Exercise directions >>
Quote every line of the listing below word for word.

Provided data >>
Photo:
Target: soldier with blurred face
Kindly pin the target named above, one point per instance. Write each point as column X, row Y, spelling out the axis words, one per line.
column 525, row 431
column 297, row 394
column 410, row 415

Written reply >>
Photo:
Target: soldier with blurred face
Kindly pin the target named above, one point per instance. Write each point as column X, row Y, spelling out the axis words, one per line.
column 525, row 431
column 297, row 394
column 410, row 415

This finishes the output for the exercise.